> **WORK INSTRUCTIONS**
Show each line of the listing below that contains the word "pink". Case counts.
## Begin ITEMS
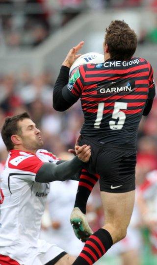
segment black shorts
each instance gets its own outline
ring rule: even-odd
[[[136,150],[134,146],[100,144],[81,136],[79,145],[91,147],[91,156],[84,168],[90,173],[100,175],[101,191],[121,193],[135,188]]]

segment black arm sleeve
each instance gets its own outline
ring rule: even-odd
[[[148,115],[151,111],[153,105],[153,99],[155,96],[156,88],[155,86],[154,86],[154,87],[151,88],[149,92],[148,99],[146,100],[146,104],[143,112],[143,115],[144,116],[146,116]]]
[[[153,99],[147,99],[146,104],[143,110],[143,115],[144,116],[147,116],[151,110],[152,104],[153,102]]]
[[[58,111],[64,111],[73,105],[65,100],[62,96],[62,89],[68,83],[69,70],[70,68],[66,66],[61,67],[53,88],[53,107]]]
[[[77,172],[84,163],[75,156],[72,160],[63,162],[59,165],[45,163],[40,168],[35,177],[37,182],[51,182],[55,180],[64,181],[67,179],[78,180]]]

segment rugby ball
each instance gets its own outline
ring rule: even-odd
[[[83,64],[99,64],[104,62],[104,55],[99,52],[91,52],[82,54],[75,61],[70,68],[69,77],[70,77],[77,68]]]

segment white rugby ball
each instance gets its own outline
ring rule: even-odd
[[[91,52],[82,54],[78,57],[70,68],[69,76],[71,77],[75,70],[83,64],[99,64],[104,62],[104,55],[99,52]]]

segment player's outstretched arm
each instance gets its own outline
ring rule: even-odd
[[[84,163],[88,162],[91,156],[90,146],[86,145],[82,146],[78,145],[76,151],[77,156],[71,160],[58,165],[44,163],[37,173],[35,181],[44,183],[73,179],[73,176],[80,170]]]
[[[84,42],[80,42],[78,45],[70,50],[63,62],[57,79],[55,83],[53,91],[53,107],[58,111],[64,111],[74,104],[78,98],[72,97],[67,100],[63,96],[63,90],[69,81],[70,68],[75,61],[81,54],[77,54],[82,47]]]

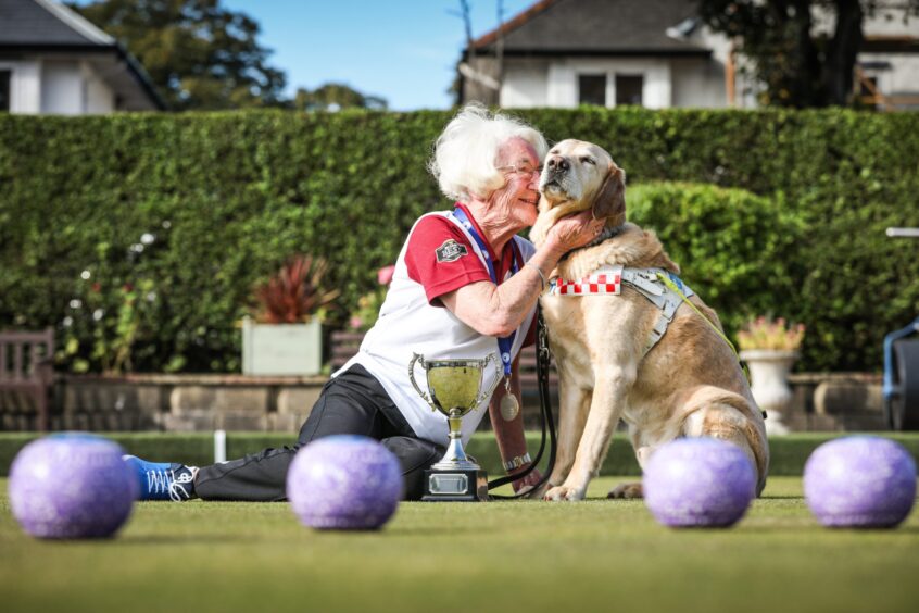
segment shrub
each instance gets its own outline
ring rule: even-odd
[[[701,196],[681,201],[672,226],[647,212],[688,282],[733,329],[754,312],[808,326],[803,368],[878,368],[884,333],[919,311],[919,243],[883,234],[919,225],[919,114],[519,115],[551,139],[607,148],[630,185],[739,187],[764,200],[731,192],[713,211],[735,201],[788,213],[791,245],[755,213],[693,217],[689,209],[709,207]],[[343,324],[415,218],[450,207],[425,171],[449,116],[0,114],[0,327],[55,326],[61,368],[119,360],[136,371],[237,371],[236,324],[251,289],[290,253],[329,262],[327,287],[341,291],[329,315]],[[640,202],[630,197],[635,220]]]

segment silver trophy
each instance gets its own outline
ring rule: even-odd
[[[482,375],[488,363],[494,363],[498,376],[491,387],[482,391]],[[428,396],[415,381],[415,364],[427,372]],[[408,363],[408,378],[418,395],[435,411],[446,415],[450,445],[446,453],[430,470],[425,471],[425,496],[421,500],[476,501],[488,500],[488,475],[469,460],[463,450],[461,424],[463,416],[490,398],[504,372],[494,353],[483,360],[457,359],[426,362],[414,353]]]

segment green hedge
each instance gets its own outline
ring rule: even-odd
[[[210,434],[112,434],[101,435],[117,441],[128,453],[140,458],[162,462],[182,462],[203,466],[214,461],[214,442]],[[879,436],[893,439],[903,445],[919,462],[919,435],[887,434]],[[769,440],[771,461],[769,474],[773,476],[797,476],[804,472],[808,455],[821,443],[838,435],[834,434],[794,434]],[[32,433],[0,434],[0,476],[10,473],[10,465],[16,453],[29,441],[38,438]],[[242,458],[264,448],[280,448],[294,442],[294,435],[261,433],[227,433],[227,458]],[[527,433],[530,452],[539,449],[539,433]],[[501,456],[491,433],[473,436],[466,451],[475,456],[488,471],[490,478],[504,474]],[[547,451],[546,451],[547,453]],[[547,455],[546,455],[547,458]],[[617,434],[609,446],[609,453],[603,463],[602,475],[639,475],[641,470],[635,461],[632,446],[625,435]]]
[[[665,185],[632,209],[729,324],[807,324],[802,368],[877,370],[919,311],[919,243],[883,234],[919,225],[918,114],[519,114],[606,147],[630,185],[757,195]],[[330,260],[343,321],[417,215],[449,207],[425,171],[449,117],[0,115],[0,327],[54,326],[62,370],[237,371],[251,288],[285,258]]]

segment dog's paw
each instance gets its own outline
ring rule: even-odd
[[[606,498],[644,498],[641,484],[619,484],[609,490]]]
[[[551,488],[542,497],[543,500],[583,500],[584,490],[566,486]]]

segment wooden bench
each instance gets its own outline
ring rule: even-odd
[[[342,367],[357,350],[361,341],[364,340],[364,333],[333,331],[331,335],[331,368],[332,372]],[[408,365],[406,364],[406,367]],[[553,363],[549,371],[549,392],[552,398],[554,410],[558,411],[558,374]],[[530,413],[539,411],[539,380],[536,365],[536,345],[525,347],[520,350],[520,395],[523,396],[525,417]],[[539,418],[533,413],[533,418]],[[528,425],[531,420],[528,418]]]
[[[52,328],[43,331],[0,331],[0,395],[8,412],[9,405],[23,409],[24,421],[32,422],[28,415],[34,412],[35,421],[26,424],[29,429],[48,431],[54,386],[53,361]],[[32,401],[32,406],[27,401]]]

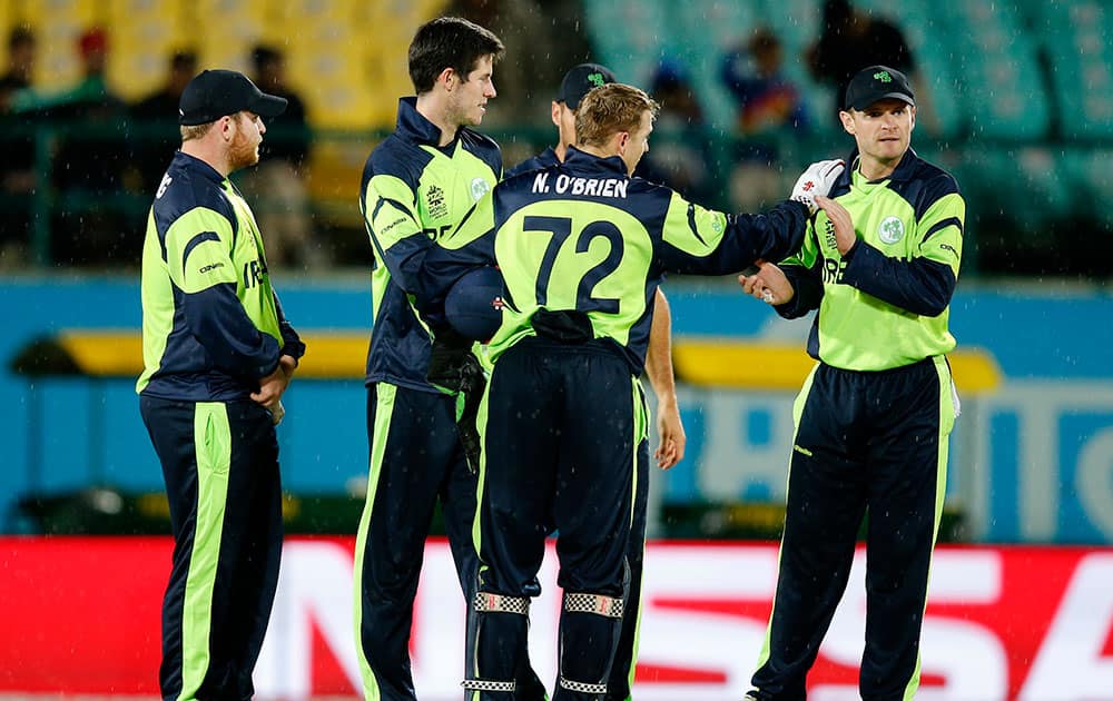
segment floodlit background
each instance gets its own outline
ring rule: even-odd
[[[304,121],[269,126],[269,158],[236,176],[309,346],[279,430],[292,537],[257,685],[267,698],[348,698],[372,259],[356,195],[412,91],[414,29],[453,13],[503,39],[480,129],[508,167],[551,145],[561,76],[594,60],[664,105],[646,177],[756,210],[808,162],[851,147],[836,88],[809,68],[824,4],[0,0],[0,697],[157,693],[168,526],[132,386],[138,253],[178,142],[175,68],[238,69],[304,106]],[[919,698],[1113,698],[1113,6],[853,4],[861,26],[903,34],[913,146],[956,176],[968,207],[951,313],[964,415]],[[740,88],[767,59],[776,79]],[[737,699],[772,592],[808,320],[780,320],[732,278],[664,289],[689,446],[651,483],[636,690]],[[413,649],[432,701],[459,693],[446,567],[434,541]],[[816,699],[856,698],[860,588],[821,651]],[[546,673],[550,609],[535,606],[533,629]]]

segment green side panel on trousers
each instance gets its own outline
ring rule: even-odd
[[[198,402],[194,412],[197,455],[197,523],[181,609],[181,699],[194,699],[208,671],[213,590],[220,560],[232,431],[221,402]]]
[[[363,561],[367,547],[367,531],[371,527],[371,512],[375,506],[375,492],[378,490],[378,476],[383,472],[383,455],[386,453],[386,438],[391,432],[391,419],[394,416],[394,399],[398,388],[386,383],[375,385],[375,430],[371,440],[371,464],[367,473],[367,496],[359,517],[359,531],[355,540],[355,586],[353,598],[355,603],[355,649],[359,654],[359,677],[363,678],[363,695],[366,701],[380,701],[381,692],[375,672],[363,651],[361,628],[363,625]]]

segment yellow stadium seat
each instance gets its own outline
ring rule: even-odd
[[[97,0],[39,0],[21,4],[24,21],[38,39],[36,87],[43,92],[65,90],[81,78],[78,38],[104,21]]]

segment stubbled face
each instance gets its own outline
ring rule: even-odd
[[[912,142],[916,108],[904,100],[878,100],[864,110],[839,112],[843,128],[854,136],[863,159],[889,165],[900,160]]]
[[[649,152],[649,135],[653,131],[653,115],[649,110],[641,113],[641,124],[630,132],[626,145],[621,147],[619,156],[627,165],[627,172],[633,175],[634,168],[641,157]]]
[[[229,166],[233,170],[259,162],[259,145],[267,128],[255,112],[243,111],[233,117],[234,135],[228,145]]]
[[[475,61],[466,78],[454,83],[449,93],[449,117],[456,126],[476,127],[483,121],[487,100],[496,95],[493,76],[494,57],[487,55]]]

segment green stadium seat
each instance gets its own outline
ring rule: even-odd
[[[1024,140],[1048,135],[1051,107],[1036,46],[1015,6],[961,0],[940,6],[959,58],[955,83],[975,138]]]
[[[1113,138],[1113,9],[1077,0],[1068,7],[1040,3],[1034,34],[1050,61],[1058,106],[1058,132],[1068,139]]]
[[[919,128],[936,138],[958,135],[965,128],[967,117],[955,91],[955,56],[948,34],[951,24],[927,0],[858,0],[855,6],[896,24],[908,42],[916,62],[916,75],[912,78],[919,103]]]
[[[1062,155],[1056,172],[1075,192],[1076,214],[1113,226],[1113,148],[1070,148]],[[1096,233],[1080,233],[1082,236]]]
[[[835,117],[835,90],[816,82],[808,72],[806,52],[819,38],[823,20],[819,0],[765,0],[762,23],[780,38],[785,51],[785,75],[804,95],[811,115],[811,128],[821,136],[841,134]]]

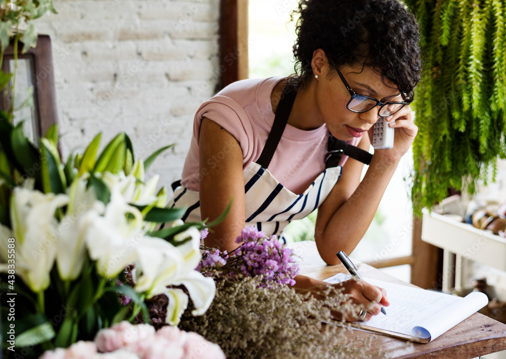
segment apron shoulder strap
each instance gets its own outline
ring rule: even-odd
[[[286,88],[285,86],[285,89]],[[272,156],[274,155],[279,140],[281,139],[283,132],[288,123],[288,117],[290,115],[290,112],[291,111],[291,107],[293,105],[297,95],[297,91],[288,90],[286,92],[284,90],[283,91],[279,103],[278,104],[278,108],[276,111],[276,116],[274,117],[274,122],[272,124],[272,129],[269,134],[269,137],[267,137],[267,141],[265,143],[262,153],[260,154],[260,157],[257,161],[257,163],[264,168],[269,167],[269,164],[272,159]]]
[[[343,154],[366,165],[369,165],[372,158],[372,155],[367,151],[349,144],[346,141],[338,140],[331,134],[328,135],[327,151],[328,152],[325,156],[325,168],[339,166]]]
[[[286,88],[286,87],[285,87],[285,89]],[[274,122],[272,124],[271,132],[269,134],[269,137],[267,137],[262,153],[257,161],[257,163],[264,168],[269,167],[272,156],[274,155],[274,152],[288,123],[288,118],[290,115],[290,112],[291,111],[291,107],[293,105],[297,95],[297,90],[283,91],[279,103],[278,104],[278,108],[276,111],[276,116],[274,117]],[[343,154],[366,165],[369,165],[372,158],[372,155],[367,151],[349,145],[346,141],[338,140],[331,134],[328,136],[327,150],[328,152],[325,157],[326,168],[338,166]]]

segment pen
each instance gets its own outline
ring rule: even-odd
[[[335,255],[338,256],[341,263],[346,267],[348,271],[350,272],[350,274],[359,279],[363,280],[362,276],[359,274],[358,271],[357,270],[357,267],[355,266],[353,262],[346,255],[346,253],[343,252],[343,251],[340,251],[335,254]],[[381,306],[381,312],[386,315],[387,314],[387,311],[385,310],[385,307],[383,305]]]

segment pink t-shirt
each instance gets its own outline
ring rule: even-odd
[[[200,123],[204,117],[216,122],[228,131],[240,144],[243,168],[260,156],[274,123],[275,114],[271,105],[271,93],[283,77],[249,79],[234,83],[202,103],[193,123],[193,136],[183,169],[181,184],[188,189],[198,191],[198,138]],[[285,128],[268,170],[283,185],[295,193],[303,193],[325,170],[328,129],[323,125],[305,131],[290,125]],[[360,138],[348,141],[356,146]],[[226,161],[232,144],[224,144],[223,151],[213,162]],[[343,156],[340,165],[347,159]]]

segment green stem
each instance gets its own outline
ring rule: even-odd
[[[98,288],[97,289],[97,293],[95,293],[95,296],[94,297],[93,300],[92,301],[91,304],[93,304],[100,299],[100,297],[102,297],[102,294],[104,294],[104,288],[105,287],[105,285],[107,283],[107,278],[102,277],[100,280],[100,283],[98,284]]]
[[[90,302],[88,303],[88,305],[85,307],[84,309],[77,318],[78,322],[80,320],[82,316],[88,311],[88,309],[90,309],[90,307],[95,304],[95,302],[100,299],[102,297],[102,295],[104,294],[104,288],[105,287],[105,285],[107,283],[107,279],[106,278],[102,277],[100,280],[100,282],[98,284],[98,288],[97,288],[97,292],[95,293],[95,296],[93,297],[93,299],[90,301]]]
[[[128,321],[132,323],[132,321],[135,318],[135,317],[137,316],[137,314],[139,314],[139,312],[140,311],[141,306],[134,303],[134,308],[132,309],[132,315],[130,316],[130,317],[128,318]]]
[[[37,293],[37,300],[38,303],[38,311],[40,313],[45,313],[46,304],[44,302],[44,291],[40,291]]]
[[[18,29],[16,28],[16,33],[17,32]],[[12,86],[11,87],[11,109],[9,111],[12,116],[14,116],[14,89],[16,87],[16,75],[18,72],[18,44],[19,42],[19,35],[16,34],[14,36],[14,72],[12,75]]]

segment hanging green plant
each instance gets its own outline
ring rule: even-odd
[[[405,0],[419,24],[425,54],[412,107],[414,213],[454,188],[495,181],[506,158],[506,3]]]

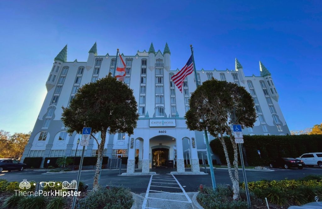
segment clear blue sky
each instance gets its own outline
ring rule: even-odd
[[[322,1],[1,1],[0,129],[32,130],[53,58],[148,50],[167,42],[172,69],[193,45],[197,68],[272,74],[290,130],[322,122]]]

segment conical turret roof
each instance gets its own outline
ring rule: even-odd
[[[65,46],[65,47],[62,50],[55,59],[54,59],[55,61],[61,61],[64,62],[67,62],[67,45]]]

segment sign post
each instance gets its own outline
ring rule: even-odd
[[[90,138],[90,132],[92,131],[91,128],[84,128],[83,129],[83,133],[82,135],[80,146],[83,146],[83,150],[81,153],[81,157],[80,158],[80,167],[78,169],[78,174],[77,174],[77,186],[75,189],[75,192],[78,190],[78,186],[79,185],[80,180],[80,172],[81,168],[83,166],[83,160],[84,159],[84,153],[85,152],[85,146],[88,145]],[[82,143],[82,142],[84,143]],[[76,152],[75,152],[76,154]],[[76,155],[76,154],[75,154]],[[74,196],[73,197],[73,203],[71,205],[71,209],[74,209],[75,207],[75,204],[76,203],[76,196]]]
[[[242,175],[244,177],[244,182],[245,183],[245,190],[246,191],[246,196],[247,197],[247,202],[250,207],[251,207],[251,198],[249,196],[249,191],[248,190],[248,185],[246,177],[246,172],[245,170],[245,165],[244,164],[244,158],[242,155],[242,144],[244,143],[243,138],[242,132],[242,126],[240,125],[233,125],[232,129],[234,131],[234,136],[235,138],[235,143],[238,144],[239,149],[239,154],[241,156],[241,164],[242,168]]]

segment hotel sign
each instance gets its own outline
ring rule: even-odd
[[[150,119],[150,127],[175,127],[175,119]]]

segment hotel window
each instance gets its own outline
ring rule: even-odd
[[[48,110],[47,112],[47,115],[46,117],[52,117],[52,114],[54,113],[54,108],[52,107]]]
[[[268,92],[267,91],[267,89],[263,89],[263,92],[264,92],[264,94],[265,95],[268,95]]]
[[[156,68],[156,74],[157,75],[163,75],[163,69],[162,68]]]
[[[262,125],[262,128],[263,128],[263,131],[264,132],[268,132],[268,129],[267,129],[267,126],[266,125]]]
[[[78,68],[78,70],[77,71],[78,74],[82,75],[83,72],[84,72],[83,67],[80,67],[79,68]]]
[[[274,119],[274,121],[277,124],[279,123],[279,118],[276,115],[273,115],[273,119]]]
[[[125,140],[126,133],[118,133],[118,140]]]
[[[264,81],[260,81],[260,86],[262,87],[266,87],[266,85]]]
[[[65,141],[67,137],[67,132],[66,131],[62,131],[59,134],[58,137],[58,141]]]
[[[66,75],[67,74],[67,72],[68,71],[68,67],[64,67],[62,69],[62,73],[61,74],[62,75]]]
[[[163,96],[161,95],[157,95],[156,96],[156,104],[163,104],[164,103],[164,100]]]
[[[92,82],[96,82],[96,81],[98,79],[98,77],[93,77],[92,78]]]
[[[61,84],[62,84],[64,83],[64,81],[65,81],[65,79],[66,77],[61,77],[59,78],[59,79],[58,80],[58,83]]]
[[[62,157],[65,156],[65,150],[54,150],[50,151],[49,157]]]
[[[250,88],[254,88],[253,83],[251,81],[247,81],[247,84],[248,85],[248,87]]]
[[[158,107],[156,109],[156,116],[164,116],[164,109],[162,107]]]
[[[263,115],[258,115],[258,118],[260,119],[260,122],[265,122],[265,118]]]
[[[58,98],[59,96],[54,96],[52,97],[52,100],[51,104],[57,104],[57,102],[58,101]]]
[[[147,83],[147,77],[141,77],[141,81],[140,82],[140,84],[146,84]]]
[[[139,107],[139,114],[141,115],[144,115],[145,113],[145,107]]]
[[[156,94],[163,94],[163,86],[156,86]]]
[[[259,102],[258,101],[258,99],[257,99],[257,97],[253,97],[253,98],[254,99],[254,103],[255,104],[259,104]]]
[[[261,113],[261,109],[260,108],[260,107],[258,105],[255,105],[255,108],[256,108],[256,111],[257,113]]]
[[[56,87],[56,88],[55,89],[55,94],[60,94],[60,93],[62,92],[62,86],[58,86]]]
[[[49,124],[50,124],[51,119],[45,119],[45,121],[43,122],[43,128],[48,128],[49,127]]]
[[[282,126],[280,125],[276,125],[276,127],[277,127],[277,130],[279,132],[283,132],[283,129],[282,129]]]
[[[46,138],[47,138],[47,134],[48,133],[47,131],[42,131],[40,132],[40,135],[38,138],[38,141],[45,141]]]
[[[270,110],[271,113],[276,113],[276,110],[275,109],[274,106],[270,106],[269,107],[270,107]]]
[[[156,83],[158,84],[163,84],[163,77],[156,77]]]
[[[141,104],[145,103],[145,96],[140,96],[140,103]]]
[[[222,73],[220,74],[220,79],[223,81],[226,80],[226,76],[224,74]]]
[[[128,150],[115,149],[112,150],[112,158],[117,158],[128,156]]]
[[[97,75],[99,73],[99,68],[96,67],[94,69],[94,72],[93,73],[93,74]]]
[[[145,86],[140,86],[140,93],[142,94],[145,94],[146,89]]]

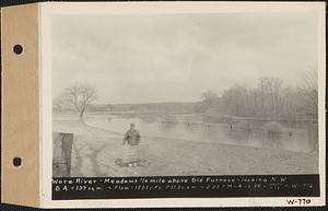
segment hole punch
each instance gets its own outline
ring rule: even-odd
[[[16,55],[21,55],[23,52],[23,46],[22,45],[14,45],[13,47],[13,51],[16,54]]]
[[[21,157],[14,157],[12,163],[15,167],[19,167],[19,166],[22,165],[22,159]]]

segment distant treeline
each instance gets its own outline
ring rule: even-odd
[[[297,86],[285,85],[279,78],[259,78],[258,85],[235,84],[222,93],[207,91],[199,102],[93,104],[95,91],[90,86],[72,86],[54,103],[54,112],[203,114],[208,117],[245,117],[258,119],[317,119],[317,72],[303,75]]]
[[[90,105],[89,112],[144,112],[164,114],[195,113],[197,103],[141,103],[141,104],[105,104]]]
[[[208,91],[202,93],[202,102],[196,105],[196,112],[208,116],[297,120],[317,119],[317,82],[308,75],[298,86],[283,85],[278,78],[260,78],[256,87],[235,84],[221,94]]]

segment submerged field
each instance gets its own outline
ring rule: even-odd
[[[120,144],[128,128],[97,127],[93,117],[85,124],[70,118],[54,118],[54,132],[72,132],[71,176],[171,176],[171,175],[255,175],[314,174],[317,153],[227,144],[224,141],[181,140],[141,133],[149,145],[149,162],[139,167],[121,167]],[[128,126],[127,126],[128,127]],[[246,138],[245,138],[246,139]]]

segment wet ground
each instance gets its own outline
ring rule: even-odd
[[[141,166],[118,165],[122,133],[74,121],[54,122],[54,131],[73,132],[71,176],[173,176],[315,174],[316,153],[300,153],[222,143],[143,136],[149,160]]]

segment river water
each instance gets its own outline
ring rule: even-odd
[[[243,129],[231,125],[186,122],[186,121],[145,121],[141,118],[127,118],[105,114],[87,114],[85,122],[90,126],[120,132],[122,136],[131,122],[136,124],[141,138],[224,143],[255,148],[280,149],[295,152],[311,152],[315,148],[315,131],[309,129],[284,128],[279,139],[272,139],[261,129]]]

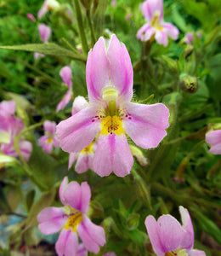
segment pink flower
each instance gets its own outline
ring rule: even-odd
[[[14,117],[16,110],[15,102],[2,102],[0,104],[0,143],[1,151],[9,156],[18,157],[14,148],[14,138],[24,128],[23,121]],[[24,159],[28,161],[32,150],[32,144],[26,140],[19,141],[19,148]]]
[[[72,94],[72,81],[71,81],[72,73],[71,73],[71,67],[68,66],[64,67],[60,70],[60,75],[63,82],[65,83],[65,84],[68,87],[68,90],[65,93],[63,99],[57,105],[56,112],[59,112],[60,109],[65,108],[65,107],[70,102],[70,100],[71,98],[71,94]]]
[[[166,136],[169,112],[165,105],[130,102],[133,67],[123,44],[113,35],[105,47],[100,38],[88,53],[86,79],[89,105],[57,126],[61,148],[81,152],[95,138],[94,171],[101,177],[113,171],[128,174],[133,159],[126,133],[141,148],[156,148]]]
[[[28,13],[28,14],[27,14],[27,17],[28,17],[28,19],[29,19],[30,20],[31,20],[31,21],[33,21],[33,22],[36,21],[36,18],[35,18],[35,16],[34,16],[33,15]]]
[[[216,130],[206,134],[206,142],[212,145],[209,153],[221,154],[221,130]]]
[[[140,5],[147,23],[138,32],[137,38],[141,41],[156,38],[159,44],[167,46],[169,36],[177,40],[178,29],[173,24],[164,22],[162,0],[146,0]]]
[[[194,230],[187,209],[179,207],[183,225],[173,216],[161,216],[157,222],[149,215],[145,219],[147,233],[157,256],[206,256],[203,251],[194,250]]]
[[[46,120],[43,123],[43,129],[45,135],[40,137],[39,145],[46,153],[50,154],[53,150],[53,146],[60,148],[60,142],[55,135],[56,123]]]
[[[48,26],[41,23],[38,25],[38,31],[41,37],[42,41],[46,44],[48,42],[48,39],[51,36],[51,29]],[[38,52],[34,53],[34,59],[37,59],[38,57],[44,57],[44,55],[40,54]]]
## End ITEMS
> **TASK RESPONSE**
segment pink t-shirt
segment pink flower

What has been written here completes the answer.